**Document segment**
Saturday, August 22, 2009

True Life is Stranger Than Fiction

As with many authors I'm sure, I tend to listen to a news story or watch a talk show, and I might happen to hear something that almost sounds too interesting or too unrealistic to be true. A story so wild that I wonder if any reader would believe it could really happen, like could a man with amnesia, missing for twenty years, simply show up at his loved one's doorstep out of the blue? Or a story of people who actually go through alien rehab. Stories so strange, readers would surely swear we as authors made them up.

A while back, there was a story about an NBA player who accused his wife of physical abuse. I wondered about the mindset of a woman who would abuse a man. A woman who'd dare possess the nerve to hit a man. Well, I did a lot of research into the aspect of control that's involved in that psyche. A couple of years later, I wrote Something He Can Feel. I'd also watched makeover shows where women had plastic surgery and it looked as though their new lives would be all they'd ever dreamed of, simply because they had a new nose, or maybe even a boob job. I saw a woman on Oprah who had gastric bypass surgery and lost a ton of weight, but she still looked miserable. I wondered what would happen if things didn't go right afterwards. What if someone's life sucked after the nip-tuck? I wrote Make Me Hot.

Now, not all of my books were fashioned after real life events. I have birthed story ideas that were not sparked in this way, but I think it's funny that no matter how amazing or outrageous of a story we could ever make up, it's probably been done before, or it could be. It's just that most of us would never have the opportunity or misfortune to live it. And so readers turn to us authors to write fiction novels so they can live vicariously through someone else by simply turning the pages.

**Supplied material**
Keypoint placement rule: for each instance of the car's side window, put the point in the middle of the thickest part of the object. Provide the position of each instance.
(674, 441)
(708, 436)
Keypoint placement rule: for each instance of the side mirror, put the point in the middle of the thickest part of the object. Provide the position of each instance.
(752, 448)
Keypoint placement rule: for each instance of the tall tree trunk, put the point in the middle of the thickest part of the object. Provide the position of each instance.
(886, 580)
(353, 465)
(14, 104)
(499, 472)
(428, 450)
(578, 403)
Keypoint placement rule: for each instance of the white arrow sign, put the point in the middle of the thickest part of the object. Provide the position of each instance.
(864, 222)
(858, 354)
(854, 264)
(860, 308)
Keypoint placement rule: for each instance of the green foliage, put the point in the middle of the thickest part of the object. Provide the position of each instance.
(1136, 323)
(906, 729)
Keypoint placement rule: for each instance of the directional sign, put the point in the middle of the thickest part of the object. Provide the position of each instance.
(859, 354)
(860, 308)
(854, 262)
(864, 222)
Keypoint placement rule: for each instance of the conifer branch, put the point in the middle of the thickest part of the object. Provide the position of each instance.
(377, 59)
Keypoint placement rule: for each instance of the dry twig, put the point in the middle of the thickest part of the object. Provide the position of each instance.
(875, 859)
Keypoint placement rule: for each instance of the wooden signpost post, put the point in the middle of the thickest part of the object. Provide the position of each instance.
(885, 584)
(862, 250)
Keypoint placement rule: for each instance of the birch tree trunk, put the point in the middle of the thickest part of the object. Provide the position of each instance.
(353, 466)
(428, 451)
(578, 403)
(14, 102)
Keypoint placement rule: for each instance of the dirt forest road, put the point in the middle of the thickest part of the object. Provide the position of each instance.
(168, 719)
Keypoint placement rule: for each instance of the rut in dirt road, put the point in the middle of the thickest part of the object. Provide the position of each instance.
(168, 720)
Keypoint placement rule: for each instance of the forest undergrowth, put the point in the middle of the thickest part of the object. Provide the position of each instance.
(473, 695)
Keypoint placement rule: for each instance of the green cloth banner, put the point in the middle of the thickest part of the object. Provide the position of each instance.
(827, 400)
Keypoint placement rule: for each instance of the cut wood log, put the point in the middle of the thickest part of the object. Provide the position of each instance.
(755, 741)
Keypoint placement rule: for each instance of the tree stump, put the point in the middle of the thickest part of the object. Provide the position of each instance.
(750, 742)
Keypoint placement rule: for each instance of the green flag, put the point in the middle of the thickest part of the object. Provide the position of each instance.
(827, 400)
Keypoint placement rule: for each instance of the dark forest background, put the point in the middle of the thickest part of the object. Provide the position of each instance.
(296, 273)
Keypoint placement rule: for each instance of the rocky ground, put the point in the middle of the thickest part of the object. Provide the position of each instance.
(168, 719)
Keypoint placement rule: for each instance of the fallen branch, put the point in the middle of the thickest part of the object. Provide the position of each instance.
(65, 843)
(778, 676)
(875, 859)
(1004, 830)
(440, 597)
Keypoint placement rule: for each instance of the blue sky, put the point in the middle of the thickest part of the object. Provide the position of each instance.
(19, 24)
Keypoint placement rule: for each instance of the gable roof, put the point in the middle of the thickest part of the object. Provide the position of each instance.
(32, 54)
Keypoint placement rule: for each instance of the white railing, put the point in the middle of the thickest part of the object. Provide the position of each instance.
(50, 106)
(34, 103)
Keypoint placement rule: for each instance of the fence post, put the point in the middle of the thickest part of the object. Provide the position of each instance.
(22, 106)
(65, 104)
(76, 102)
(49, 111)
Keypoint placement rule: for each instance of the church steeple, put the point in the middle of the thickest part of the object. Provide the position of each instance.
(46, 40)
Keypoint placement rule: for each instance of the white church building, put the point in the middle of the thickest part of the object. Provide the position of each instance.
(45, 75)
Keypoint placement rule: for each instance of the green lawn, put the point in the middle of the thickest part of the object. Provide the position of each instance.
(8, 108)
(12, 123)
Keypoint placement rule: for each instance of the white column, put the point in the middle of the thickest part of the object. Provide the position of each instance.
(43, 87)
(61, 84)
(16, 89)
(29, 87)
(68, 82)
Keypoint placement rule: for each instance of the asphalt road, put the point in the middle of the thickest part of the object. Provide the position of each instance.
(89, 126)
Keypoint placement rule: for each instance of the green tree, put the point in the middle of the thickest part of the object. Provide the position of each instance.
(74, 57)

**Requirement**
Summarize the blog post about true life being stranger than fiction in two sentences.

**Task solution**
The writer says news stories and talk shows sometimes reveal events so strange that readers would swear authors made them up, and two of the writer's novels came from such sources: Something He Can Feel grew from a story about an NBA player who accused his wife of abuse, and Make Me Hot grew from makeover and weight-loss stories that raised the question of life going wrong after surgery. Not every book came from real events, but the writer finds that any outrageous story has probably been done before or could happen, and readers turn to fiction to live such lives vicariously.